Required work >>
**a.** In the text on the ninth frontier war, why did the British government regard a frontier war as an ideal opportunity? Answer in one to three sentences.
**b.** According to the text on the ninth frontier war, which governor put forward the second attempt to implement the Confederation scheme?

Text shown >>
Map of southern Africa on the eve of the final frontier war (1876)

The ninth and final frontier war – also known as the "Fengu-Gcaleka War" or "Ngcayechibi's War", the latter being the name of the headman at whose feast the initial bar fight occurred – involved several competing powers: the Cape Colony Government and its Fengu allies, the British Empire, and the Xhosa armies (Gcaleka and Ngqika). The Cape Colony addressed local needs through their own devices, creating a period of peace and prosperity, and achieved partial independence from Britain with "Responsible Government"; it had relatively little interest in territorial expansion. The frontier was policed lightly using small, highly mobile, mounted mixed-race commandos that were recruited locally from Boer, Fengu, Khoi and settler frontier peoples. The multi-racial franchise, and legal recognition for indigenous systems of land tenure, had also gone some way to easing frontier tensions. Any further intrusion of the British government in Cape affairs to disrupt this state was thought unnecessary and ill-advised.

The British Government sought to increase control in southern Africa by uniting all the states of the region into a Confederation under the overall rule of the British Empire, the same policy that was successfully applied to Canada. This Confederation scheme required that the remaining independent Black States be annexed; a frontier war was seen as an ideal opportunity for such a conquest. Both the Cape Colony and Xhosa shared the view that actions to achieve such a scheme at that time would create instability.

The integration of the Black African population of the frontier into the life patterns and practices of the Cape Colony had developed unevenly. The Fengu had rapidly adapted to and accepted the changes coming to southern Africa by taking to urban trade. The Gcaleka Xhosa resided predominately in the independent Gcaleka land to the east and had suffered greatly from the effects of war, alcoholism and Nongqawuse's cattle killing. They bitterly resented the material success of the Fengu, although some Gcaleka lived within the Cape's borders.

A series of devastating droughts across the Transkei threatened the relative peace which had prevailed for the previous few decades. In the memorable summary of the historian De Kiewiet: "In South Africa, the heat of drought easily becomes the fever of war."[29] The drought had started in 1875 in Gcalekaland and had spread to other parts of the Transkei and Basutoland, as well as to the Cape Colony controlled Ciskei. By 1877, it had become the most severe drought ever recorded.[30] In 1877, political tensions among Xhosa e began to emerge, particularly between the Mfengu, the Thembu and the Gcaleka.[31][32][33]A wedding celebration in September 1877 was the scene of a bar fight when the tensions emerged after Gcaleka harassed the Fengu in attendance. Later in the same day, Gcaleka attacked a Cape Colony police outpost, which was manned predominantly by a Fengu ethnic police force.

Outbreak[edit]

Chief Sarhili (centre seated) was under pressure from belligerent factions of his own government.

In September 1877 the Cape Colony government rejected the second attempt to implement the Confederation scheme, this time put forth by Governor Henry Bartle Frere. The attack by the Gcaleka on the predominantly Fengu ethnic police force at a Cape Colony police outpost was thought by the Cape Colony government as tribal violence best left for local police management. Frere used the incident as a pretext for launching an invasion of the independent neighbouring state of Gcalekaland. Sarhili, the paramount-chief of Gcalekaland, was summoned by Frere, but declined the invitation in fear of arrest and coercion. Frere wrote to him to declare him deposed and at war.[34] Frere contacted radical settler groups who desired further intervention on the Cape frontier, and did not quell rumours of an impending Xhosa invasion.

Provided information >>
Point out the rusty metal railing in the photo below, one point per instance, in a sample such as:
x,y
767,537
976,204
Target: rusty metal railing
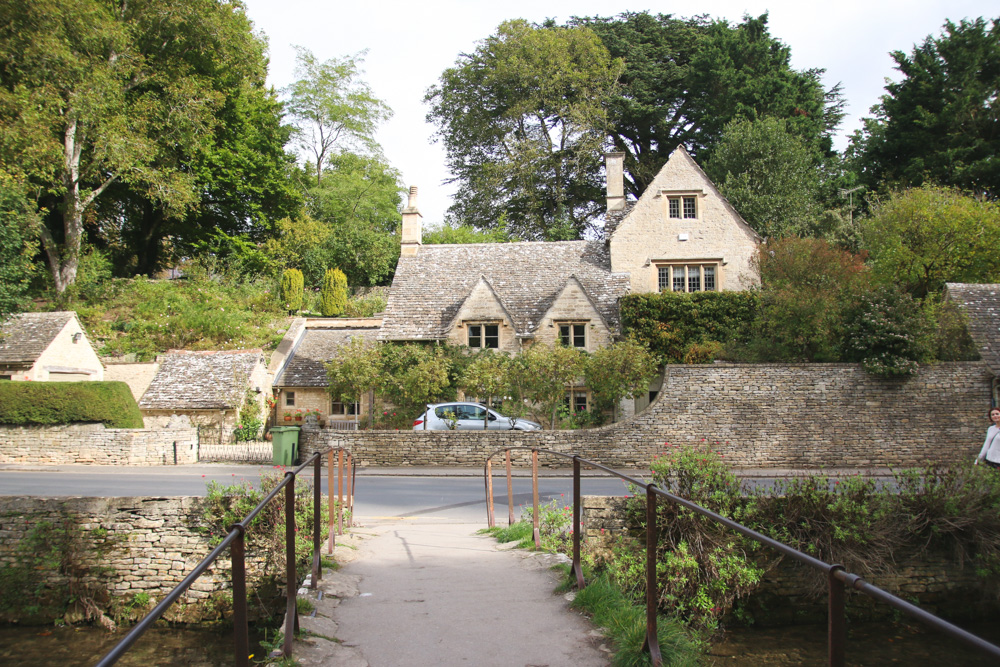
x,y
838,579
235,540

Full solutions >>
**a.** The British sought to unite all the states of southern Africa into a Confederation under British rule, and that scheme required annexing the remaining independent Black States. A frontier war offered a chance to carry out that conquest.

**b.** Governor Henry Bartle Frere.